WHAT YOU ARE ASKED TO DO – Count the lines in the listing below that contain the string "trace". Reply with the number alone.

INFORMATION SUPPLIED –
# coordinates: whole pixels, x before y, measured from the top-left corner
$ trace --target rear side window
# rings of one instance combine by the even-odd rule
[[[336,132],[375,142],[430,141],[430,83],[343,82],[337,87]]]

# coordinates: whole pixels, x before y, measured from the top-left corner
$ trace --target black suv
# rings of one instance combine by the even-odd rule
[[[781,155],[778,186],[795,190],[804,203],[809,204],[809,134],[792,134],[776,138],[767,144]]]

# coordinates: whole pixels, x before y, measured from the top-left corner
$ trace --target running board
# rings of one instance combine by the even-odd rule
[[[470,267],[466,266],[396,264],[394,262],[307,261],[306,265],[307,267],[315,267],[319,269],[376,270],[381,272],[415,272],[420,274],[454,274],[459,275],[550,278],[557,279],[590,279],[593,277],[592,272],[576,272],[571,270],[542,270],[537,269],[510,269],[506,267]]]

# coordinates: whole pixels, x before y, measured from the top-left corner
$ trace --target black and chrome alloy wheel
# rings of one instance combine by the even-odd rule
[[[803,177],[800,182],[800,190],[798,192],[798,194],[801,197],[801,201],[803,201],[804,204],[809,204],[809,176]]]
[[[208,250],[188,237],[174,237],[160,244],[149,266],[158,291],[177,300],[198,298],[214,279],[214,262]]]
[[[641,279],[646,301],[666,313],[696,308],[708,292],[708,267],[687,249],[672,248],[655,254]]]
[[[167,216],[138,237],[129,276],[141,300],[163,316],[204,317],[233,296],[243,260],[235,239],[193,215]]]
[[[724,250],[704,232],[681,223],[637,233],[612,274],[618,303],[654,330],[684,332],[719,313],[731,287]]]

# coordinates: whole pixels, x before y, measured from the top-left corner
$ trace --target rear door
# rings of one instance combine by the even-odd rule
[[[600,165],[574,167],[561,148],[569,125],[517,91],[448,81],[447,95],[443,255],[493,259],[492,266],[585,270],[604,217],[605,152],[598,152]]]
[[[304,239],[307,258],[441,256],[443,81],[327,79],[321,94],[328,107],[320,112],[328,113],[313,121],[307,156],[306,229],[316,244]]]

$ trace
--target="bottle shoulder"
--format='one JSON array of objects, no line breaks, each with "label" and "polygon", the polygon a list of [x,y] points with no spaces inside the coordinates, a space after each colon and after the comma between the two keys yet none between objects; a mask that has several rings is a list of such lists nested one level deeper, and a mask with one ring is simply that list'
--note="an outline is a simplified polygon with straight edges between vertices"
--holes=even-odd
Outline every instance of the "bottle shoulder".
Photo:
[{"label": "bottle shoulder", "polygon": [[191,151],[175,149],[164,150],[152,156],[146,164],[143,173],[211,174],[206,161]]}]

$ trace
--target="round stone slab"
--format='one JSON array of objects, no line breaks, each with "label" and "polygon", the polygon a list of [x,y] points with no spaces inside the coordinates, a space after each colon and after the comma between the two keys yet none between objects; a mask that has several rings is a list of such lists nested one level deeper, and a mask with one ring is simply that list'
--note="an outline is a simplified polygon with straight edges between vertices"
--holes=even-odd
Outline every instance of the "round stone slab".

RESULT BELOW – 7